● Quoted text
########################################

My preference for the cold season is inexplicable
at best; maybe it is a stubborn streak, or maybe I
just prefer having the woods and fields largely to
myself, since no winter weather is too rough for me
to go for a walk. Indeed, some dear friends of mine
even nicknamed me for a character on a cartoon, and
while the warlock part doesn’t fit, I do will
happily answer to Winter.
I do not see a reason to be cold and miserable,
or stuffy and sweating in an overheated house.
Indeed, I can always put on enough clothes to stay
warm outside, and I get tired of being cooped up
indoors on all but the worst days. I also love a
good, wet snowfall. Even if I am old enough to know
better, I am still young enough not to care, and I
enjoy a snowball fight, a good sled run on my
ancient wooden straight-front, or just standing and
looking at the clean, soft white blanket that
all too infrequently covers our landscape.

########################################

● Source excerpt

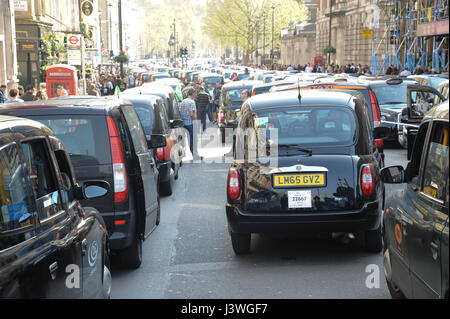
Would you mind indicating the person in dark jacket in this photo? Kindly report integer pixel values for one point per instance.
(29, 95)
(202, 102)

########################################

● Stated goal
In the text about winter, why does the writer see no reason to be cold and miserable outdoors? Answer in one to three sentences.

● Exercise solution
The writer can always put on enough clothes to stay warm outside. The writer also gets tired of being cooped up indoors on all but the worst days.